Exercise materials:
_____
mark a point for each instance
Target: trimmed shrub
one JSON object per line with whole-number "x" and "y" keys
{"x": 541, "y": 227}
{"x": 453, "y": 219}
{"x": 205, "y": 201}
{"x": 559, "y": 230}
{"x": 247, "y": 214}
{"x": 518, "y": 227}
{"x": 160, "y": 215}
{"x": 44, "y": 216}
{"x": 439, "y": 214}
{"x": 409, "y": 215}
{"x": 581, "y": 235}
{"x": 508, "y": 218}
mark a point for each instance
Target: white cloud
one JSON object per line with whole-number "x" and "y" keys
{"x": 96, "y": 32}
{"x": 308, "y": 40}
_____
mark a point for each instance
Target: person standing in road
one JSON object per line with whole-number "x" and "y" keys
_____
The exercise: List every line of the material above that contains the word "Target", copying each line in full.

Worked answer:
Target: trimmed shrub
Target: white cloud
Target: person standing in road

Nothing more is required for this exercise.